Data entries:

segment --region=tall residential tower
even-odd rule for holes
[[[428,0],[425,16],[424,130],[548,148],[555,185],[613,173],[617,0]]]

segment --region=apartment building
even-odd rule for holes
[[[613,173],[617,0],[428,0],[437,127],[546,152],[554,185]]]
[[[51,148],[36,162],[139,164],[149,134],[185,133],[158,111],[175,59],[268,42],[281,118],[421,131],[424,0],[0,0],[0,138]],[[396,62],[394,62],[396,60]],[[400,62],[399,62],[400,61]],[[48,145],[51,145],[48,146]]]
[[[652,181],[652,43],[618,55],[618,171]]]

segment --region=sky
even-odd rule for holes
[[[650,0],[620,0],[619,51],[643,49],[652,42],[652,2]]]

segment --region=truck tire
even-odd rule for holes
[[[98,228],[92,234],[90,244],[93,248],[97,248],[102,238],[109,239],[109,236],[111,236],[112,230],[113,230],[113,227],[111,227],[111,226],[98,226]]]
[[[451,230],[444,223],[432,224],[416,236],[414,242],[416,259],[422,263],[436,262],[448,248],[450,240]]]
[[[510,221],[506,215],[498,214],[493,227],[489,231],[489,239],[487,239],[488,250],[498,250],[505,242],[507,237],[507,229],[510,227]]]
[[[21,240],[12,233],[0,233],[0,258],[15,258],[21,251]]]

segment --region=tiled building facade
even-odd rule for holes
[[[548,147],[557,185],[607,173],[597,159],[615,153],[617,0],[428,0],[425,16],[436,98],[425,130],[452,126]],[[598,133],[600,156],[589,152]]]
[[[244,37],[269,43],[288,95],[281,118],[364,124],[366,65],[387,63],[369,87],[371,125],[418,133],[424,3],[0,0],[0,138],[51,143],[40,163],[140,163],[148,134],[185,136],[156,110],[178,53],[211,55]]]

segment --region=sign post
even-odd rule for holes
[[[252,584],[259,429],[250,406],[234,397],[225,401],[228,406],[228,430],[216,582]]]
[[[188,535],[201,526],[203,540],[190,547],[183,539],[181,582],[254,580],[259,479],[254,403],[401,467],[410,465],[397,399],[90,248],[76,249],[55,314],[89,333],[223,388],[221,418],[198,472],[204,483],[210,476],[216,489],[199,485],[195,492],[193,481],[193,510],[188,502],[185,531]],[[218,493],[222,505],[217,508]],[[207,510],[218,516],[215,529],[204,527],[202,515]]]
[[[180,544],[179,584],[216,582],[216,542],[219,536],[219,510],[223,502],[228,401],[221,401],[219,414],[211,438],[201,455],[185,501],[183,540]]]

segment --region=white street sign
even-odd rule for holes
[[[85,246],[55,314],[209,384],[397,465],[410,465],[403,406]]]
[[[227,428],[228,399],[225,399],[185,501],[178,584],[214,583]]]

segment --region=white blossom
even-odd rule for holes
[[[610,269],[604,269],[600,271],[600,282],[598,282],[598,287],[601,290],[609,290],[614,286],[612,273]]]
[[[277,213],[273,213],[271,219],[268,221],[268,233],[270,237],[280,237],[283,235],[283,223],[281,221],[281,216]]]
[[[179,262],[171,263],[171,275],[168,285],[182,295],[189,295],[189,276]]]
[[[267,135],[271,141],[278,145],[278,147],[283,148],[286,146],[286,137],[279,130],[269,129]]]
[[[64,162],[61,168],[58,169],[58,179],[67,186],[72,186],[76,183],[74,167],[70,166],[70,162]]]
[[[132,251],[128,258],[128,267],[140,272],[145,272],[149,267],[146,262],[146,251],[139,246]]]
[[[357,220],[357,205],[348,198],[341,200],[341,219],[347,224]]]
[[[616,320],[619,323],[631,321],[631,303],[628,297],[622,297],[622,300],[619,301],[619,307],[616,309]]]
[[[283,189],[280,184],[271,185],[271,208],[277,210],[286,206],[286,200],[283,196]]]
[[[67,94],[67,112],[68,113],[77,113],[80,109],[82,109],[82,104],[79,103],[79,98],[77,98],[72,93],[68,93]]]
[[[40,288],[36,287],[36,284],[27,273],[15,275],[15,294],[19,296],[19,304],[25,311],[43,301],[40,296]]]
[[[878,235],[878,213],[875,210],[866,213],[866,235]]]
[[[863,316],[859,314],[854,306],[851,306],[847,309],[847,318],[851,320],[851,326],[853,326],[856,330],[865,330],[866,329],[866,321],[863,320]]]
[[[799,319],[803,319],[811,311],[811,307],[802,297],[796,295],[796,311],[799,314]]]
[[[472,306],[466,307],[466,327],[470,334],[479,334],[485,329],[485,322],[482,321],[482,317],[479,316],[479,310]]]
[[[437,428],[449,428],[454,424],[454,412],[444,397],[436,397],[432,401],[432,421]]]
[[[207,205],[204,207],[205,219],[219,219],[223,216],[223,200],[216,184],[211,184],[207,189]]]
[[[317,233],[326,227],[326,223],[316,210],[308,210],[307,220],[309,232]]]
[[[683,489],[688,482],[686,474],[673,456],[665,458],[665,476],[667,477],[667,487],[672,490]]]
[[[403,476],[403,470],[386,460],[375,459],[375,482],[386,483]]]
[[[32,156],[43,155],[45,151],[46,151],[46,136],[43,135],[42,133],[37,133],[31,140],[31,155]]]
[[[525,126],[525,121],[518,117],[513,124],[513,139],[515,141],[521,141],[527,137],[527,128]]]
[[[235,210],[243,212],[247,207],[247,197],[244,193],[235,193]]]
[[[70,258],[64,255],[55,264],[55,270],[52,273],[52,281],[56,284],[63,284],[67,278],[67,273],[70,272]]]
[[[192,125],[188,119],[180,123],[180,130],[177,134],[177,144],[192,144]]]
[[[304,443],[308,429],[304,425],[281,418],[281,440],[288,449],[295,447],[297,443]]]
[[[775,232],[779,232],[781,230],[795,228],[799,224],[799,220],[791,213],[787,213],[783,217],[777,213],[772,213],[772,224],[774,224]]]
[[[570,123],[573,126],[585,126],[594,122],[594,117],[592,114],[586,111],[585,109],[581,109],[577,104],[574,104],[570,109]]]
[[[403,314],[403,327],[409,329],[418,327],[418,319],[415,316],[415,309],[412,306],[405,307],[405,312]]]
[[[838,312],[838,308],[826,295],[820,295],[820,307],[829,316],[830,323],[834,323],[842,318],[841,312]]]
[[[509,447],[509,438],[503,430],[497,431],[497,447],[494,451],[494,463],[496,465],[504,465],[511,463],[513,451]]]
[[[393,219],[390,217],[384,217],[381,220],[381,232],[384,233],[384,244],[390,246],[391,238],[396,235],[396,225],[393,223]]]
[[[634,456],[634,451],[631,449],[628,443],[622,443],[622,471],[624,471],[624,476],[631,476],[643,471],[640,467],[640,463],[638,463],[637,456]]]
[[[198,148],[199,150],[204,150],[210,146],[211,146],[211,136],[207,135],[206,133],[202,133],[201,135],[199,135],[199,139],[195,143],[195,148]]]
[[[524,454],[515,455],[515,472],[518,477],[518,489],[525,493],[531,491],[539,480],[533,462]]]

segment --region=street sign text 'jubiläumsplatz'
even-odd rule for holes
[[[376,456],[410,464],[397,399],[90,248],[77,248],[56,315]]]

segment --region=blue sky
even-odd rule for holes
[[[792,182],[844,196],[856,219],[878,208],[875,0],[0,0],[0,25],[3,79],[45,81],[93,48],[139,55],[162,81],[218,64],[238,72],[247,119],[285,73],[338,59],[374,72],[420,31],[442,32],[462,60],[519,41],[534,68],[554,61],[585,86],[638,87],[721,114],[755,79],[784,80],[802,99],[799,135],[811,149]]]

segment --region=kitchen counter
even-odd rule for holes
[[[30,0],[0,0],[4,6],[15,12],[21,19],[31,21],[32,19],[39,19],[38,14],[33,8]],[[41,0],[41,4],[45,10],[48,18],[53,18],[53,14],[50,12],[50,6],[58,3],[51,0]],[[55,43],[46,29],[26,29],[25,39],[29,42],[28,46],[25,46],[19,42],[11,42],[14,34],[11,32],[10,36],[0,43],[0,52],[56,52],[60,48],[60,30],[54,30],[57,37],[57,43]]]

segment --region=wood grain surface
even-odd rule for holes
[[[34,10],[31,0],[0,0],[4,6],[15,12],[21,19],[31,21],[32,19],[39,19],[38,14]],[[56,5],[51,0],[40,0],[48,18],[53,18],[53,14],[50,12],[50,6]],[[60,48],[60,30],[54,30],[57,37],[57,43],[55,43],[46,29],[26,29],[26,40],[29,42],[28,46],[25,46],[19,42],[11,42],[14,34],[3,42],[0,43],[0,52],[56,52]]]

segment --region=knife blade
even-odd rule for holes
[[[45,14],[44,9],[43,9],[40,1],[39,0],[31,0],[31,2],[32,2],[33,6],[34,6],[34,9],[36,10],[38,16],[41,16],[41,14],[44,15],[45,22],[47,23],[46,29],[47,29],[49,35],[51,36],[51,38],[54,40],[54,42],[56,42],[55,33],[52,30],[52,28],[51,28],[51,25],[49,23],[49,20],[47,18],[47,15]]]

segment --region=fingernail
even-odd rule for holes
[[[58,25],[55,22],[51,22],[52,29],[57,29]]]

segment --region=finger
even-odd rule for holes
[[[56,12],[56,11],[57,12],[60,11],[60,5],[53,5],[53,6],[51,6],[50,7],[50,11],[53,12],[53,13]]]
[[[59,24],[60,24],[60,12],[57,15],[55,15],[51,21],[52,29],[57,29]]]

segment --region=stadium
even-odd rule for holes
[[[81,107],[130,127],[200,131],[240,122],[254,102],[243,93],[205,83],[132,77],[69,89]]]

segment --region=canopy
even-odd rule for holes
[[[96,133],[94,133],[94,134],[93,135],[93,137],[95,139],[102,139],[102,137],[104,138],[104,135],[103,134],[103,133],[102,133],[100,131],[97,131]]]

The request.
Update the material by replacing "sky" with "cloud", changing nothing else. Begin at the line that has "segment --region=sky", stop after the line that has "[[[650,0],[620,0],[619,51],[643,49],[652,42],[652,2]]]", and return only those lines.

Exercise answer.
segment --region=cloud
even-odd rule for holes
[[[650,0],[620,0],[619,51],[643,49],[652,42],[652,2]]]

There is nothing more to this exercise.